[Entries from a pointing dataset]
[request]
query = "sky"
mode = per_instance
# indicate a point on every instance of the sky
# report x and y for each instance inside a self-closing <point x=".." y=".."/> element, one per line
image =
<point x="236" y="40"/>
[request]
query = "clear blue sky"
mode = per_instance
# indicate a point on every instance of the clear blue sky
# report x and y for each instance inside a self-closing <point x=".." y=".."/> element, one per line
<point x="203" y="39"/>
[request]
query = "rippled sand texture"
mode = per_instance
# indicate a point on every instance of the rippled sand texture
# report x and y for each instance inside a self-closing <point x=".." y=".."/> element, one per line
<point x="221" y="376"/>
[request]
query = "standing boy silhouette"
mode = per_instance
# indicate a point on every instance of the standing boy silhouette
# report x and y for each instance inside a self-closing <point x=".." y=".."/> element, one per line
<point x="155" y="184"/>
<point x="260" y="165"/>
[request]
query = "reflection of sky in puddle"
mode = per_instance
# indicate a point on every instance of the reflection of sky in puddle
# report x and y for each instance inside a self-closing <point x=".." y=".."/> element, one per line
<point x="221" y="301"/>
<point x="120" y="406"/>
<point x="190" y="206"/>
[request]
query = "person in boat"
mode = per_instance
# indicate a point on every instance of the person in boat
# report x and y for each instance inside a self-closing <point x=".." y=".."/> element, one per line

Written task
Produce an exact copy of the whole listing.

Right answer
[request]
query = "sky"
mode = per_instance
# indicate a point on every instance of the sky
# report x and y for each instance inside a self-closing <point x=".." y=".."/> element, one per line
image =
<point x="236" y="40"/>
[request]
query = "clear blue sky"
mode = per_instance
# indicate a point on every instance of the clear blue sky
# report x and y for each instance inside a self-closing <point x=".." y=".."/> element, one per line
<point x="203" y="39"/>
[request]
query = "rippled sand texture"
mode = per_instance
# indicate a point on every instance of the rippled sand texture
# report x and y for each instance inside a self-closing <point x=".." y=".."/> element, one per line
<point x="221" y="376"/>
[request]
query = "standing boy silhouette"
mode = per_instance
# indicate a point on every instance of the standing boy silhouette
# report x and y for each instance inside a self-closing <point x=".." y=".."/> element, one per line
<point x="155" y="184"/>
<point x="260" y="165"/>
[request]
query = "reflection of sky in puddle"
mode = per_instance
# indicate a point on every instance of the reflection of sky in puddle
# report x and y for each instance inside a self-closing <point x=".." y=".."/> element, one per line
<point x="221" y="301"/>
<point x="120" y="406"/>
<point x="190" y="206"/>
[request]
query = "person in boat"
mode = per_instance
# indicate a point on every instance of the person in boat
# report x and y for each instance inside a self-closing <point x=".." y=".."/> element, one per line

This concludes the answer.